What to produce: Please give the number of lines in the listing that contain the string "mask", matching case exactly. Reply with the number alone.

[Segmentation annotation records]
..............................
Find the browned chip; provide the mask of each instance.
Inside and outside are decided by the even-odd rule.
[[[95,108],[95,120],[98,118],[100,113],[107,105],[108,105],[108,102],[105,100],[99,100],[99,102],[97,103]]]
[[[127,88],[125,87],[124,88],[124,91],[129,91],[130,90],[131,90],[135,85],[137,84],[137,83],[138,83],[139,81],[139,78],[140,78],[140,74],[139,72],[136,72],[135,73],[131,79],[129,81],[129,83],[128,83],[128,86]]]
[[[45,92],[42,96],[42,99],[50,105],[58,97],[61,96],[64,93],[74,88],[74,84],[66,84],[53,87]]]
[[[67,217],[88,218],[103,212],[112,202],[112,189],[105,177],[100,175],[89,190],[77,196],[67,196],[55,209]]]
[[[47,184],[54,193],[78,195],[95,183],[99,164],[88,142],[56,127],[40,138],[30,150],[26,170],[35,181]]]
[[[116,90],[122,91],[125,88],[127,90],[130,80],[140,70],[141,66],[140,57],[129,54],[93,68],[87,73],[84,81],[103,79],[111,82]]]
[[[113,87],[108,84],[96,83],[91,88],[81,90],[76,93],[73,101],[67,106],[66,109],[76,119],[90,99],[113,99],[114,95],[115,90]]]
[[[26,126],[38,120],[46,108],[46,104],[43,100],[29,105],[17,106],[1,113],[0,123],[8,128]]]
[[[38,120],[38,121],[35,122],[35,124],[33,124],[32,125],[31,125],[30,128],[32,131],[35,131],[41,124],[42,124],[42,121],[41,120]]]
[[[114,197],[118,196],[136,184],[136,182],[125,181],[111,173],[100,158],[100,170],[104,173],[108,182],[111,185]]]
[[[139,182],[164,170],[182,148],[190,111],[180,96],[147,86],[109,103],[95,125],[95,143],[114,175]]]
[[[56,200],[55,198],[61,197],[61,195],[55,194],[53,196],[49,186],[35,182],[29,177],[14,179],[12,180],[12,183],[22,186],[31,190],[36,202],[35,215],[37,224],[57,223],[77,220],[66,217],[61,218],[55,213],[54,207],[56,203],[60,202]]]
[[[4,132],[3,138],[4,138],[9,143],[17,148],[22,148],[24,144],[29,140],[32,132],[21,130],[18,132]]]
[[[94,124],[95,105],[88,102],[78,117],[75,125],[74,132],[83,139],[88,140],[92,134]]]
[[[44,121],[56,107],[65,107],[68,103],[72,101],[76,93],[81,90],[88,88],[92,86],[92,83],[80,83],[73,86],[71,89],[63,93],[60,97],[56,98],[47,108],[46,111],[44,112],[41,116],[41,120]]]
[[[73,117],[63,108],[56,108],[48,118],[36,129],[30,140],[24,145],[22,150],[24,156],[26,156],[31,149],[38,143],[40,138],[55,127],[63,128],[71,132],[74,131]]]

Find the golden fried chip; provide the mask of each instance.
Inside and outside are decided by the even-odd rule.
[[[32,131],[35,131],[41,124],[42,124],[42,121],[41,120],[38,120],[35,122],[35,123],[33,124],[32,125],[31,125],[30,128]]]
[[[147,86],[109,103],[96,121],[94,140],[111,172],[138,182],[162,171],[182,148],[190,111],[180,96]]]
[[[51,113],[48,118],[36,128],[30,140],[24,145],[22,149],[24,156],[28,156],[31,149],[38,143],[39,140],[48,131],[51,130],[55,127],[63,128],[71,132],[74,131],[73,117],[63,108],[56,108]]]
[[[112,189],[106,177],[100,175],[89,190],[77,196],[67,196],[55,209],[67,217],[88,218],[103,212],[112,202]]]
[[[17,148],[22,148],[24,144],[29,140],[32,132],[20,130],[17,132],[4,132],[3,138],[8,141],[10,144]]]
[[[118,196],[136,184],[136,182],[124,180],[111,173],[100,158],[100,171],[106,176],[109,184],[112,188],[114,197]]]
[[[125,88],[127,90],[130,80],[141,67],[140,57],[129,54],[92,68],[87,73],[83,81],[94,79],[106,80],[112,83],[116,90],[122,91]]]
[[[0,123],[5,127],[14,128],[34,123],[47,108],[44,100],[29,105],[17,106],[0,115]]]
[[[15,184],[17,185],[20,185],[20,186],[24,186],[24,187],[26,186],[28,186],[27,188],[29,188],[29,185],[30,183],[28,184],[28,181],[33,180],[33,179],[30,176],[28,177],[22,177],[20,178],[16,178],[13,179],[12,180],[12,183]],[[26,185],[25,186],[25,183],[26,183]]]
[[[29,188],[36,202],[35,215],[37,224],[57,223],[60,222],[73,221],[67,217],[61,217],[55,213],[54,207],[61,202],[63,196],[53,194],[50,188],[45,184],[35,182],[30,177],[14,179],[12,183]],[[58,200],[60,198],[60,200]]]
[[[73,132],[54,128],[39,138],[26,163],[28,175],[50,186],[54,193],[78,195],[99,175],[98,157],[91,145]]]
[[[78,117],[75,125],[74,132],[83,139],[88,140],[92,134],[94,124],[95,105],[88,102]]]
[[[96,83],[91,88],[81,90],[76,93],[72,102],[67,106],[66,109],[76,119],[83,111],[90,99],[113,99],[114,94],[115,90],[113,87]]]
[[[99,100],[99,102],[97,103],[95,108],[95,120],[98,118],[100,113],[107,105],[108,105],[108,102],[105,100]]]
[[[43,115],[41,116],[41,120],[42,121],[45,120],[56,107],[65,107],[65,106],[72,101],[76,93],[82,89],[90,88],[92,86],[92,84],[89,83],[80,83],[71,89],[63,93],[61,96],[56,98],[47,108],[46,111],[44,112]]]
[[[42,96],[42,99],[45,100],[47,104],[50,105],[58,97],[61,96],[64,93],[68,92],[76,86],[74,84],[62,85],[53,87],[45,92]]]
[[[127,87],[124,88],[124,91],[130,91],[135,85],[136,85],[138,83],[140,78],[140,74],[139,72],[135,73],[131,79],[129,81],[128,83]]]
..............................
Complete output: 2